▸ **WORK REQUIRED**
Reproduce the entries shown below only from the line with "positive clicks: (1158, 357)" down to the line with "box: [740, 22, 781, 106]", keeping both end lines and copying each one exactly.

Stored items
•••

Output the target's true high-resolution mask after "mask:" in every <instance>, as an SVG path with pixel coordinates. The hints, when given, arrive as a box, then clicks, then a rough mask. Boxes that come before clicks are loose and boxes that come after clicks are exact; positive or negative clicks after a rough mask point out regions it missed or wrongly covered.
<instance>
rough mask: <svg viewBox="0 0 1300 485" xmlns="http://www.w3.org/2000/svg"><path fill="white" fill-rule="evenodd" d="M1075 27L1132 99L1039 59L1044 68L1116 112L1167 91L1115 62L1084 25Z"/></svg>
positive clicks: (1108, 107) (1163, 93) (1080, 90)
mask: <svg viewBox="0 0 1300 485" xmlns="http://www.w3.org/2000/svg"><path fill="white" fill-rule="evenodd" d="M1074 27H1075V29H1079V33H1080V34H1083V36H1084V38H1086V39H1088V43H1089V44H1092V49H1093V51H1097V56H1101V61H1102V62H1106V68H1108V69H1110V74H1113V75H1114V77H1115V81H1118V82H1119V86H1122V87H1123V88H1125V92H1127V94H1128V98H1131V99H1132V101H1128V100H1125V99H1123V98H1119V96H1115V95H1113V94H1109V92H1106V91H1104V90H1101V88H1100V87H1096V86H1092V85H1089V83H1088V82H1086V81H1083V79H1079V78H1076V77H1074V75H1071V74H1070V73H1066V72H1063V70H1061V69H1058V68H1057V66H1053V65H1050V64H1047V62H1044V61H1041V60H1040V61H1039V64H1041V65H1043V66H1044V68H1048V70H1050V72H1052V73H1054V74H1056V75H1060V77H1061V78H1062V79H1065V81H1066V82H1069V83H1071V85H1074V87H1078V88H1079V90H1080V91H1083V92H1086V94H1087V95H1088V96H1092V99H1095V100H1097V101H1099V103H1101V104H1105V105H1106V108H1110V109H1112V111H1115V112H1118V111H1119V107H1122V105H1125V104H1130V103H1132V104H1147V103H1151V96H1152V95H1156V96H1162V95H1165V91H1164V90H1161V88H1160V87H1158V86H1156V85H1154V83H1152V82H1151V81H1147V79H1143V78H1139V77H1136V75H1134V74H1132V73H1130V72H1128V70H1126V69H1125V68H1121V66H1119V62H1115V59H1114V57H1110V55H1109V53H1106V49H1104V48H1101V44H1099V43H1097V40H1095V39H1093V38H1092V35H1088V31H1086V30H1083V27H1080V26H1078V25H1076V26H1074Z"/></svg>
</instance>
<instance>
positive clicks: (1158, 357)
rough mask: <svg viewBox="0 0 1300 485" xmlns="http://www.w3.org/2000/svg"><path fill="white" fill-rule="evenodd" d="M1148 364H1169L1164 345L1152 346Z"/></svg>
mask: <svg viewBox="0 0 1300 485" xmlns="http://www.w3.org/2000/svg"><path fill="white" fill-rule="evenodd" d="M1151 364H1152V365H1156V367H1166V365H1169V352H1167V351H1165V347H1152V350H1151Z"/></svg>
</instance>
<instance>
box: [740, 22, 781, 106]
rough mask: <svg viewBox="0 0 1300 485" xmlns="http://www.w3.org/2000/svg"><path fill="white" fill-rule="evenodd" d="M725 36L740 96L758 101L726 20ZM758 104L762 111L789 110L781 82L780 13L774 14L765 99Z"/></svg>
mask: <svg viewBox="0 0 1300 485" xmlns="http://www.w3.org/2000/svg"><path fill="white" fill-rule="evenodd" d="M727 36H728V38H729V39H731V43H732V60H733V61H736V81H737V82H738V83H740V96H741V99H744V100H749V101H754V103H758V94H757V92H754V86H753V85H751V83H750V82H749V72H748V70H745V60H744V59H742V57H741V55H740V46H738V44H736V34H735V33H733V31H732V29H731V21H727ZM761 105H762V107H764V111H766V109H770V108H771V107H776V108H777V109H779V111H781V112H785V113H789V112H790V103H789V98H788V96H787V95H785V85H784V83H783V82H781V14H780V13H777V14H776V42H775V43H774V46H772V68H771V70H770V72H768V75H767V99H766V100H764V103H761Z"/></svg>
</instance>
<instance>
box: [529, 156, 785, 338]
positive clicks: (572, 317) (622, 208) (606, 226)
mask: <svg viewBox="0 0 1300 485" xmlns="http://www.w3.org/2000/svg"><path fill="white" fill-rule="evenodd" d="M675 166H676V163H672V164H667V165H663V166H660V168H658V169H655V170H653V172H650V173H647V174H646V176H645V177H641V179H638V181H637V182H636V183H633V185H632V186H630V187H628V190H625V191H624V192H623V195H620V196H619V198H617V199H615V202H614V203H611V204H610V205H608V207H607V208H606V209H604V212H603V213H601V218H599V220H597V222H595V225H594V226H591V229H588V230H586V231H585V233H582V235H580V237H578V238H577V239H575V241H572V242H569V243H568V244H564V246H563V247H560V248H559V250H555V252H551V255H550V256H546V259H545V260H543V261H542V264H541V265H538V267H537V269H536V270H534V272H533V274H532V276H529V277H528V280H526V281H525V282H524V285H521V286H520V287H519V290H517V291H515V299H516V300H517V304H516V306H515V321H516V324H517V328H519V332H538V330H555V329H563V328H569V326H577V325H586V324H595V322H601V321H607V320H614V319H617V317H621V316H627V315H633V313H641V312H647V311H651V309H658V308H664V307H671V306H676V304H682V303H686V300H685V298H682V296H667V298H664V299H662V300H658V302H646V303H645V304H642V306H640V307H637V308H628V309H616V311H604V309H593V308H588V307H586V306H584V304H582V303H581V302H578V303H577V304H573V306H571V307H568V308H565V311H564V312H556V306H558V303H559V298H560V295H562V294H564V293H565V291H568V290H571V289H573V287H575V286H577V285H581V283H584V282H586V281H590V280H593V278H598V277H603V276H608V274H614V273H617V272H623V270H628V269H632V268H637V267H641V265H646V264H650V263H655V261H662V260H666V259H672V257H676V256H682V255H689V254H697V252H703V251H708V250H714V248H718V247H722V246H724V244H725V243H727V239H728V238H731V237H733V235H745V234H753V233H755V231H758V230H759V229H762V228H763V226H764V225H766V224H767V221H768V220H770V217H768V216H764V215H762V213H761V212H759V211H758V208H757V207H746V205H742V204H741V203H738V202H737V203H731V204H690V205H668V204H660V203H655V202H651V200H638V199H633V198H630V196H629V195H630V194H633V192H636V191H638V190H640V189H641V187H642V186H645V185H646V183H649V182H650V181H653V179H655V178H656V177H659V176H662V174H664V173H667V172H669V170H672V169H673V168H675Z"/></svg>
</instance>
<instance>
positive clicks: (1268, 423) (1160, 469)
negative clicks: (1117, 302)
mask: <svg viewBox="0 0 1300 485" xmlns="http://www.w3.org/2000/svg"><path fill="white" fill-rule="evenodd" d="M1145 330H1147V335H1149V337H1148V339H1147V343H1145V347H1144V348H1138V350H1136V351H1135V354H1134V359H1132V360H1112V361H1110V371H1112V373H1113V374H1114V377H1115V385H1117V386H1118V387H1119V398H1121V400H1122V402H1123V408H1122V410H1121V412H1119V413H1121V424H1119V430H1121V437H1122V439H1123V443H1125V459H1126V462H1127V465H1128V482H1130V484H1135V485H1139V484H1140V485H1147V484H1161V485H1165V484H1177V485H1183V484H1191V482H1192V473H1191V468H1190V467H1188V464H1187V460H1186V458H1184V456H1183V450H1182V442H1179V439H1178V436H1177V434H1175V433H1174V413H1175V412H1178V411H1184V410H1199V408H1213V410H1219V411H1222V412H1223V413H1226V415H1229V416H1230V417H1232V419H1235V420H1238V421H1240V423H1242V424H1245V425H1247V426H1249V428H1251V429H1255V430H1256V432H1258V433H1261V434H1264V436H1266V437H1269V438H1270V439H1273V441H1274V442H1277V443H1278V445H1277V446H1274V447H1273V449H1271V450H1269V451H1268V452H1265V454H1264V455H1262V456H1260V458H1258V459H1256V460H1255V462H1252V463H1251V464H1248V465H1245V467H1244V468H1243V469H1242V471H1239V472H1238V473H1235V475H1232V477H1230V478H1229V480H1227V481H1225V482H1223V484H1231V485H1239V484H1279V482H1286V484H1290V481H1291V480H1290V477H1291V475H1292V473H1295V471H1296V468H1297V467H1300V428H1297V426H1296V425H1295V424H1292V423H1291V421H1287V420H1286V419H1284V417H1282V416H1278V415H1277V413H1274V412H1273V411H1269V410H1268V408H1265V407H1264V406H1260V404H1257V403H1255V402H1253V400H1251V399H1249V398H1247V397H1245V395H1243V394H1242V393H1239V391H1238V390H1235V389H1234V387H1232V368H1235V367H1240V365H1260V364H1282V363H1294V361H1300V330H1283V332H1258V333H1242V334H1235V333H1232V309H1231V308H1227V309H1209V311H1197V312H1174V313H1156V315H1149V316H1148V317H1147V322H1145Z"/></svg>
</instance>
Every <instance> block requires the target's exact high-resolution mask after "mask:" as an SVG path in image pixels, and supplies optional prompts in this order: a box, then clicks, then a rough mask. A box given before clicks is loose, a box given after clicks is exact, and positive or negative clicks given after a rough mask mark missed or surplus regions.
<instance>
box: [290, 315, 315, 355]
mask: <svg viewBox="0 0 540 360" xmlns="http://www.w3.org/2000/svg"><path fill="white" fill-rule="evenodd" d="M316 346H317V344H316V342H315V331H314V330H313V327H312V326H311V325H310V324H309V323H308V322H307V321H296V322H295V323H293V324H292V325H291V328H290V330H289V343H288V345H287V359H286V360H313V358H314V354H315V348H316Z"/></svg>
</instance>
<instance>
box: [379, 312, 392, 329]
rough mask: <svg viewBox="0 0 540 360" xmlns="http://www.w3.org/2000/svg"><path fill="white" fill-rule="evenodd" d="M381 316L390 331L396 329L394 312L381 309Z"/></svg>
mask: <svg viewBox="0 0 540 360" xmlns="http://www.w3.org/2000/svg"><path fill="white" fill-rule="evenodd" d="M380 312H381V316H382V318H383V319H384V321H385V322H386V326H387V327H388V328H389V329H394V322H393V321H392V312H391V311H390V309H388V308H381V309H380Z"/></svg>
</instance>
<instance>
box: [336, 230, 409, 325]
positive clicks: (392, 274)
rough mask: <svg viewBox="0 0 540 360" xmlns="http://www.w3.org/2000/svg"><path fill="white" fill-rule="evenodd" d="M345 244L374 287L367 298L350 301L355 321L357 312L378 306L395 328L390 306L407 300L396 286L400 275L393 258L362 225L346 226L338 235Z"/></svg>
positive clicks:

•••

▸ **RESPONSE TO THE TASK**
positive clicks: (1158, 357)
rough mask: <svg viewBox="0 0 1300 485" xmlns="http://www.w3.org/2000/svg"><path fill="white" fill-rule="evenodd" d="M1148 364H1169L1164 345L1152 346Z"/></svg>
mask: <svg viewBox="0 0 1300 485" xmlns="http://www.w3.org/2000/svg"><path fill="white" fill-rule="evenodd" d="M1151 364H1152V365H1156V367H1166V365H1169V352H1167V351H1165V347H1152V350H1151Z"/></svg>
</instance>
<instance>
box: [740, 22, 781, 106]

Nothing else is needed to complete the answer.